• _Task item_:
Once you have read the entries below, give them all again without any difference.

• _Task material_:
----------
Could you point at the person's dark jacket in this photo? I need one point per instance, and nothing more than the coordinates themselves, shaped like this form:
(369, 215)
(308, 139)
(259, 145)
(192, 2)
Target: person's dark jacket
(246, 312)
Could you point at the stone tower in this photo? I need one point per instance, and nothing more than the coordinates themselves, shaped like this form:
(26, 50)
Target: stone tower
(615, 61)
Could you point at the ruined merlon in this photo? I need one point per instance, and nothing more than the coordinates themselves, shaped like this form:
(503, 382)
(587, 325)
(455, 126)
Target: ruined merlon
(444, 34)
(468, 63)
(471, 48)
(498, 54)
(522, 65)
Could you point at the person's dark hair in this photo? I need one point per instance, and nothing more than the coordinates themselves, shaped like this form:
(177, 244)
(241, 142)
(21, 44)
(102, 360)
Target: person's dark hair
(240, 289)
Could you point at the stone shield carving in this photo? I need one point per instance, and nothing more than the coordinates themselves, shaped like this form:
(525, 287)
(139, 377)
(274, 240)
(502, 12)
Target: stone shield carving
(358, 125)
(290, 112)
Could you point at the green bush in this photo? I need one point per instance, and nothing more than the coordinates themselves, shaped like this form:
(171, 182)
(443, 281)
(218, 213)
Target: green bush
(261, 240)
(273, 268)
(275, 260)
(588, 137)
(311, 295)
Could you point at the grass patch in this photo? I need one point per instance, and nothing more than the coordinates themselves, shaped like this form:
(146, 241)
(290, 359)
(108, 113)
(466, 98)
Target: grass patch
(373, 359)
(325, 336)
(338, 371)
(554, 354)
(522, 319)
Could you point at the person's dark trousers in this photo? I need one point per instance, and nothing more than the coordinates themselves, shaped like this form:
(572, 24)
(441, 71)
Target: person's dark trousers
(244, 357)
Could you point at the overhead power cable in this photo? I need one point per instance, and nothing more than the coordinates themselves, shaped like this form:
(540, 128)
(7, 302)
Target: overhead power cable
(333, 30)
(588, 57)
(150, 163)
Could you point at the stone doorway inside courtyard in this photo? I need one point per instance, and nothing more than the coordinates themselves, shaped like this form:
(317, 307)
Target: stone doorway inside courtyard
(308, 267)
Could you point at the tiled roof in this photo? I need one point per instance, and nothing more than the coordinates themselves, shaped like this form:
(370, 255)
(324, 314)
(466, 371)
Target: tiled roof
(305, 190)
----------
• _Answer section_:
Could you point at the person's dark jacket in this photo? I need one point per instance, and nothing more than the coordinates themselves, shaped like this form:
(369, 215)
(308, 139)
(259, 145)
(192, 2)
Target: person's dark jacket
(246, 312)
Could you point at the stone tower in this photo? I need one point per instance, and nothing more than the coordinates themselves, shaped like this form:
(26, 50)
Target: stone tower
(615, 61)
Could you point at the ruined merlon in this photo? I need one point per instance, and nothing more than the coordinates themselves, shaped like this form:
(503, 382)
(587, 325)
(455, 126)
Target: ruined merlon
(444, 34)
(468, 63)
(471, 48)
(498, 54)
(522, 65)
Could you point at the person's dark hair in this photo? I need one point per instance, and nothing more than the coordinates themselves, shaped like this form:
(177, 244)
(241, 142)
(21, 44)
(102, 360)
Target: person's dark hair
(240, 289)
Could you point at the stone shield carving in this photo? I need one point per instance, and nothing more than the coordinates themselves, shaped like this form:
(525, 287)
(139, 377)
(274, 240)
(502, 12)
Target: stone shield carving
(358, 125)
(290, 112)
Could you point at the green bush in this photo? I need one point per instance, and nothing more than the coordinates themselves, shaped like this form:
(171, 182)
(443, 281)
(218, 213)
Target: green bush
(261, 240)
(273, 268)
(275, 260)
(588, 137)
(311, 295)
Could you point at the grass patch in this photo? I need one point per instance, and nothing more than the coordinates themselves, shaped like this form:
(146, 241)
(290, 359)
(108, 113)
(466, 98)
Target: grass patch
(373, 359)
(325, 336)
(338, 371)
(554, 354)
(522, 319)
Could you point at the person's dark trousers in this photo? I need one point per instance, and nothing more than the coordinates themselves, shaped like this form:
(572, 24)
(441, 71)
Target: person's dark trousers
(244, 357)
Could you point at the overhead power cable in this photo? I need one point per instance, and nothing more than the coordinates themselves, shaped like this form:
(540, 128)
(7, 302)
Target: overhead power cable
(333, 30)
(588, 57)
(150, 163)
Could you point at the stone doorway inside courtyard in this photo? I need one point per instance, and nothing more than the coordinates themselves, shaped like this form:
(317, 307)
Target: stone doorway inside courtyard
(308, 267)
Could you point at the tiled roof in this photo? I need one point per instance, and nothing more than the coordinates themselves, shaped like this form:
(370, 255)
(324, 314)
(466, 371)
Target: tiled roof
(305, 190)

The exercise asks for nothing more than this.